■ GIVEN DATA:

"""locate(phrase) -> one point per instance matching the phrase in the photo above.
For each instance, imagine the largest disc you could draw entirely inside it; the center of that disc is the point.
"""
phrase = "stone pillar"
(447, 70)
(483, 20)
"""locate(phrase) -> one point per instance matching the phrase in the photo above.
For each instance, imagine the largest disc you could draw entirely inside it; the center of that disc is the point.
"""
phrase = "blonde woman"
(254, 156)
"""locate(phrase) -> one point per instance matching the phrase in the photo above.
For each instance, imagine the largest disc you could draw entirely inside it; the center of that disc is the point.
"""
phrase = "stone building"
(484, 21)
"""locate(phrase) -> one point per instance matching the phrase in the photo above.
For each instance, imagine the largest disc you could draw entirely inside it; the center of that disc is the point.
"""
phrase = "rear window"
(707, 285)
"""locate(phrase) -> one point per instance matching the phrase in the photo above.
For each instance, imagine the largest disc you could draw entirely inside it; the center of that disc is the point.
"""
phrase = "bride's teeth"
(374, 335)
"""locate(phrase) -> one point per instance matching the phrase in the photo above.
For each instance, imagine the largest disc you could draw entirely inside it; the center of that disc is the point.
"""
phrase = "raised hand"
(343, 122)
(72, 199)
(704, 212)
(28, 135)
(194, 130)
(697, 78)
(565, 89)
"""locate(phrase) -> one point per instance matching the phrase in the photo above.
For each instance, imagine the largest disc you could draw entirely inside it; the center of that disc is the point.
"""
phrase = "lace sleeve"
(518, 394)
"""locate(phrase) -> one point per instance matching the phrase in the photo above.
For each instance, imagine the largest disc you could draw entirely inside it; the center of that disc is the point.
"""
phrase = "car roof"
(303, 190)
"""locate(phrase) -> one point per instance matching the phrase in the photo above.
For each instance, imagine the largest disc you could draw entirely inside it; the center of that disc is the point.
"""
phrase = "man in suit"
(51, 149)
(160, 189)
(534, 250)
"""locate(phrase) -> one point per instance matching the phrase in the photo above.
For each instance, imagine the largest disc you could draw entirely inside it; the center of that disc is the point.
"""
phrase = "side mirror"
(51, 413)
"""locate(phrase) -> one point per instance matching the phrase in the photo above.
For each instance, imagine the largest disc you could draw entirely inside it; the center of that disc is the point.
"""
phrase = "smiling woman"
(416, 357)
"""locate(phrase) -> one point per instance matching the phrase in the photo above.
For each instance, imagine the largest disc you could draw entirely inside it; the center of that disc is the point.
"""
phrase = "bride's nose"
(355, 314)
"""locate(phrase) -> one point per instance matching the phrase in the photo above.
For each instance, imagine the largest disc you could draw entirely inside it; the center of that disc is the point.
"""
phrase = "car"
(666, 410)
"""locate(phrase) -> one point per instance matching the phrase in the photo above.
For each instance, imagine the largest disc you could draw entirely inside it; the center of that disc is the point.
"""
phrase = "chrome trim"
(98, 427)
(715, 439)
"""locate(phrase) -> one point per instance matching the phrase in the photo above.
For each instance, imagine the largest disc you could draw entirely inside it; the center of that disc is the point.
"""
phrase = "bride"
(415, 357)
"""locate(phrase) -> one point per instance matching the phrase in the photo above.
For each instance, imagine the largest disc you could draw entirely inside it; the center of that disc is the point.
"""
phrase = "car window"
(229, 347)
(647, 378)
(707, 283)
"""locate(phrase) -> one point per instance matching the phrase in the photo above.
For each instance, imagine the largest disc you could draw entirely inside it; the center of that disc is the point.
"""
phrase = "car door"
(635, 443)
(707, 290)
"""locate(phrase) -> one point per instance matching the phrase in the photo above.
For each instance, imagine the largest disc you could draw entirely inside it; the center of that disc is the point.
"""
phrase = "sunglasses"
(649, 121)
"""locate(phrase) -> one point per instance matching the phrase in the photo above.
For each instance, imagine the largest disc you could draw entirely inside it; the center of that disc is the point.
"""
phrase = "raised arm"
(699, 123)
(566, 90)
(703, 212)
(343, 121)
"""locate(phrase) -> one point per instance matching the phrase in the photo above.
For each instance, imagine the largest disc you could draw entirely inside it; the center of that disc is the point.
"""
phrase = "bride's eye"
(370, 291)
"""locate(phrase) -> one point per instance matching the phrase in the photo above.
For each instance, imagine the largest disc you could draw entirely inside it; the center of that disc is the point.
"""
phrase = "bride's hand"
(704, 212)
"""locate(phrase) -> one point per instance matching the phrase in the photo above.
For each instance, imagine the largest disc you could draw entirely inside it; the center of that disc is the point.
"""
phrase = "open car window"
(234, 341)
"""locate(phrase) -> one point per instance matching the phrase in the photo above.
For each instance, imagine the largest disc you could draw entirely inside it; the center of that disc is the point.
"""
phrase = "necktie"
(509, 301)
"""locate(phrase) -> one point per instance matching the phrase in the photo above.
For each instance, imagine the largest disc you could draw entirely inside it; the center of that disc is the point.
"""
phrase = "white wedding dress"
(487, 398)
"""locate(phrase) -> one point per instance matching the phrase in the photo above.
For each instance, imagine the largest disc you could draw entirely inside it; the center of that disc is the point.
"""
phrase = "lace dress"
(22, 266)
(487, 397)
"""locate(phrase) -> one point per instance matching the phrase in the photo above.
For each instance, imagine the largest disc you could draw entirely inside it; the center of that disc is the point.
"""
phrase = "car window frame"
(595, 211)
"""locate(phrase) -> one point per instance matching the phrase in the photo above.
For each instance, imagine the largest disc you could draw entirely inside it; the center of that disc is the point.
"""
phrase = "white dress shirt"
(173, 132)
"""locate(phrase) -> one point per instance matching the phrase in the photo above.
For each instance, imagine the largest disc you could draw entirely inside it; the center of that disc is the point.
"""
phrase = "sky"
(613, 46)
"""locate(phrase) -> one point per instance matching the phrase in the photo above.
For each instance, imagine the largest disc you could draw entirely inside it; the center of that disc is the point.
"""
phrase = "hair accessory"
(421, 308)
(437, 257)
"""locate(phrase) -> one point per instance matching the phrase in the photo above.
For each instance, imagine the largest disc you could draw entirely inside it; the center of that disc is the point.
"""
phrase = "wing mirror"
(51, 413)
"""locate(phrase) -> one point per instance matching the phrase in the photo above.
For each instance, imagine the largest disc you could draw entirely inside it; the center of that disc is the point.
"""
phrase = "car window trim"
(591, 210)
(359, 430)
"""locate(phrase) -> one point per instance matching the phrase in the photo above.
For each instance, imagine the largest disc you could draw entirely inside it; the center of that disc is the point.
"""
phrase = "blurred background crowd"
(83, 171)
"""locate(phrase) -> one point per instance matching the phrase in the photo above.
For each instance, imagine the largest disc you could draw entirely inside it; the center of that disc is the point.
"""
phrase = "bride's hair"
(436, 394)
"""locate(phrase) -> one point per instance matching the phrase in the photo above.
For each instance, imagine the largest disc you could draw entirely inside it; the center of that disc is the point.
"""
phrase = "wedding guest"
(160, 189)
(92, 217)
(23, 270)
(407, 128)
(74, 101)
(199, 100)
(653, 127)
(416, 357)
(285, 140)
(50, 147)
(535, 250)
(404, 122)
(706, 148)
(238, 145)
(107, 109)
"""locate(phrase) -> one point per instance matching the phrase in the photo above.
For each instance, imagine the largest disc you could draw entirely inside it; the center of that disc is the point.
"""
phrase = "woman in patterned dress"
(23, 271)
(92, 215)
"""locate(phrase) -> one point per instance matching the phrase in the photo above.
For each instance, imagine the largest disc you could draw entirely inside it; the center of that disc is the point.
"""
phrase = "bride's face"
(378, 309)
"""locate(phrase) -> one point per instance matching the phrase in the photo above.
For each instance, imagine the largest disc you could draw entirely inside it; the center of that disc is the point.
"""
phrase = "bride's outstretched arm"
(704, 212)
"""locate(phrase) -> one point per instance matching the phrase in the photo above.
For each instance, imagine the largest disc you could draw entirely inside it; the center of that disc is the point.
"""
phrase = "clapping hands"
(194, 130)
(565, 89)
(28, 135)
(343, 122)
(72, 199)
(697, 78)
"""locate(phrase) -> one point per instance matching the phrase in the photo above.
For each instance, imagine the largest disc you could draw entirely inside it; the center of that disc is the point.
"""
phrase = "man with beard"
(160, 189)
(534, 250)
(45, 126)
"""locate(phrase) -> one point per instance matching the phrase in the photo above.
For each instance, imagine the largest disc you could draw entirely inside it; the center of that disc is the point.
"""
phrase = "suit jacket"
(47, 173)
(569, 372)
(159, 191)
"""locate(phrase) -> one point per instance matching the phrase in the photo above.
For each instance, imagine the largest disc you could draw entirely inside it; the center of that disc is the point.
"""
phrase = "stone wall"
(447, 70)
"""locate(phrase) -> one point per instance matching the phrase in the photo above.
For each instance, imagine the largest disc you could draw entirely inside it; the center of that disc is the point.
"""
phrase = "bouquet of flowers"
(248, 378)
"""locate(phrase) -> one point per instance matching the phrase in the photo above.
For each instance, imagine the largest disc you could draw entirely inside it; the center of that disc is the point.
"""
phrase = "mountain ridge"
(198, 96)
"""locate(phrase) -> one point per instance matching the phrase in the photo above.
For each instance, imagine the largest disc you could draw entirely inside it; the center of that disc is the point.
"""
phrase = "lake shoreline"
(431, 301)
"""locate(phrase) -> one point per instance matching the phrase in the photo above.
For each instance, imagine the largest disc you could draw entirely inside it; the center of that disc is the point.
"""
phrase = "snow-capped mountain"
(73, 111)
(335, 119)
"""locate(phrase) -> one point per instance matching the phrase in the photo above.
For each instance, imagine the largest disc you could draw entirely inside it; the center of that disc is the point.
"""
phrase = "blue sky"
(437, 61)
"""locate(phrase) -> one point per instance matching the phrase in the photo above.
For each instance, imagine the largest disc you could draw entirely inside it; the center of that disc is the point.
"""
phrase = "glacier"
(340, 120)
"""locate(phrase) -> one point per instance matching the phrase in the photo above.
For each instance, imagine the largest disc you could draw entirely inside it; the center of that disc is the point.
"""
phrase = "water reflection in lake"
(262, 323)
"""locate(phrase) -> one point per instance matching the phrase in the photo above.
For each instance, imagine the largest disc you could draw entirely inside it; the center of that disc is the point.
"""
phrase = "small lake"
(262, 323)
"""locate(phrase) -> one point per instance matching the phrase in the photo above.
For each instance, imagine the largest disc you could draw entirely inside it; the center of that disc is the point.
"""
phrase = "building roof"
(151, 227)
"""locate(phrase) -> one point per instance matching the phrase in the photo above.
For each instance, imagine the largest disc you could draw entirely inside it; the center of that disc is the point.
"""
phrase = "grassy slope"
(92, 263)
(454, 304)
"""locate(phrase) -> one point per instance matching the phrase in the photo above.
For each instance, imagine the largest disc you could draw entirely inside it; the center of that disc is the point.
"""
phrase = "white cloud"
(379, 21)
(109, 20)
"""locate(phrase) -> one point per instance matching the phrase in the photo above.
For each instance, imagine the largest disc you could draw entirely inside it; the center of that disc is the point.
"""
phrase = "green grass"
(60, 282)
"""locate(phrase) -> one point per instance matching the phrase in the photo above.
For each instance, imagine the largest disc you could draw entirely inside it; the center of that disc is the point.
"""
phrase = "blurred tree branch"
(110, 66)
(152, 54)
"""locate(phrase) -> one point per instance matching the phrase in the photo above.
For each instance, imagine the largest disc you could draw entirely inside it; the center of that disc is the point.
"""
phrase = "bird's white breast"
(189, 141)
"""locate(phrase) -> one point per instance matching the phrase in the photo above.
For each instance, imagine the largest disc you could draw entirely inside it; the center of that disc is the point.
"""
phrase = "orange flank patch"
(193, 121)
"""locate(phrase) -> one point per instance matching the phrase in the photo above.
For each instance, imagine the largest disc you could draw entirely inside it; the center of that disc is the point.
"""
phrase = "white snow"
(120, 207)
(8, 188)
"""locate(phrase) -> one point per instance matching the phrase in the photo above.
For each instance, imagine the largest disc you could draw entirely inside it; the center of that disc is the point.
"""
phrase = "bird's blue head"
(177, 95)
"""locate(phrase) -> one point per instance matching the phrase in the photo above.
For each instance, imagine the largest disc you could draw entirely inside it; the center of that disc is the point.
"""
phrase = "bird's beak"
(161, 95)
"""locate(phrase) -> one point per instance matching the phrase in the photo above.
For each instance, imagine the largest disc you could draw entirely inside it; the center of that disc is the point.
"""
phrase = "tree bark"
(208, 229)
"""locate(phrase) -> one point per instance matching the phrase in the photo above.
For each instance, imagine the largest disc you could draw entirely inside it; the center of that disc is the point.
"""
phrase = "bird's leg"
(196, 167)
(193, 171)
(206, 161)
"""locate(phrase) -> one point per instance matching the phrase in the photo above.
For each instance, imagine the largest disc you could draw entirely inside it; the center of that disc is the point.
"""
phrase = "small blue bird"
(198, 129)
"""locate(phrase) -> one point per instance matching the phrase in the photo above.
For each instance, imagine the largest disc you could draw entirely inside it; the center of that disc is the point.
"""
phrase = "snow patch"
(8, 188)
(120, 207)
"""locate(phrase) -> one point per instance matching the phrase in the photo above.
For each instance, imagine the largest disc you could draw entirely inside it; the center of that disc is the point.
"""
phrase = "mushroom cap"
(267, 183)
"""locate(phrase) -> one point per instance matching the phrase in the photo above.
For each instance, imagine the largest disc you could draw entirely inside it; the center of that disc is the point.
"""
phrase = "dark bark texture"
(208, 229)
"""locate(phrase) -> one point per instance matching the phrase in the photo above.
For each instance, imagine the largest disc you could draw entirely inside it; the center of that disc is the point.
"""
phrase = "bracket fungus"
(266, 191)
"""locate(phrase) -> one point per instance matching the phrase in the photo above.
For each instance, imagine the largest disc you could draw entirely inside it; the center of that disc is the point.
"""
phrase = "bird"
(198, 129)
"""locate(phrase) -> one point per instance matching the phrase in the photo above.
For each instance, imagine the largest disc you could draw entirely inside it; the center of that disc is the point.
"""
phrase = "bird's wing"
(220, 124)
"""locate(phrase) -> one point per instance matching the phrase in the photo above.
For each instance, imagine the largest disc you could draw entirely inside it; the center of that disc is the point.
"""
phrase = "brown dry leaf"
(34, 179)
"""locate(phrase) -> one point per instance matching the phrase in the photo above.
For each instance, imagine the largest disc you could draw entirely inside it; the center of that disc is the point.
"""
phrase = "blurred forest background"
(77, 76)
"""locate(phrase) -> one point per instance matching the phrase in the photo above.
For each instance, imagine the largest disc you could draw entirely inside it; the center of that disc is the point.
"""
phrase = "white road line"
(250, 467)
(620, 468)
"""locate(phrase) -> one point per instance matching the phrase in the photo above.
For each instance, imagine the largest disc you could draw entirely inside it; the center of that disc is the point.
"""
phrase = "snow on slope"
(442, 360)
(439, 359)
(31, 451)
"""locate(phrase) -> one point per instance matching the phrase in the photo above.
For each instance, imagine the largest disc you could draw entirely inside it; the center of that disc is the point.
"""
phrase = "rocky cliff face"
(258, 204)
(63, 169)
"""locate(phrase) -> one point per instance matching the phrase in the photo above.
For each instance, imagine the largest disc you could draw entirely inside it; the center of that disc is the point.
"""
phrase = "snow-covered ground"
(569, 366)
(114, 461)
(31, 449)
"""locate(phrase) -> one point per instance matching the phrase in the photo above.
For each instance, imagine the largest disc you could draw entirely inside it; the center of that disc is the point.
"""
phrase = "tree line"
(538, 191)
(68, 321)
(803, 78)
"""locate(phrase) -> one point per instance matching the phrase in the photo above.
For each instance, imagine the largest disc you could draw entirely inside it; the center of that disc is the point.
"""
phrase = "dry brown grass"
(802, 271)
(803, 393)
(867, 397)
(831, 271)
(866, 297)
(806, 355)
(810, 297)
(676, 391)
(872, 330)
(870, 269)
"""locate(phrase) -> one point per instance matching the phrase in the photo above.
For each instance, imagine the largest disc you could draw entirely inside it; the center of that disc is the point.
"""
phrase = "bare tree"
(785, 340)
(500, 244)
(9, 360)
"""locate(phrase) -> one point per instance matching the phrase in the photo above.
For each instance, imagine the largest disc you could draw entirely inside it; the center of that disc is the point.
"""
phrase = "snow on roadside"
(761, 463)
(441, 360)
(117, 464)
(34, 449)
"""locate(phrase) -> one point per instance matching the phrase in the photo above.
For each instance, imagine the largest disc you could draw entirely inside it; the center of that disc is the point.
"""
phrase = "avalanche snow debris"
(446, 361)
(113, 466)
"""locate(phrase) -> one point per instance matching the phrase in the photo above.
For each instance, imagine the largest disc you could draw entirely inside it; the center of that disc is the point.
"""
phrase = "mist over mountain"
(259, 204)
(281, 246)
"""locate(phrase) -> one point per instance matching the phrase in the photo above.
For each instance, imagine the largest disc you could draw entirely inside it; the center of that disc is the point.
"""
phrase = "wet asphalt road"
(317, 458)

■ WHAT TO DO: Please pick out every line of the entries above that contains the string "woman", matching case exactly.

■ SOLVED EXERCISE:
phrase = "blonde woman"
phrase = "smiling woman"
phrase = "woman in patterned dress"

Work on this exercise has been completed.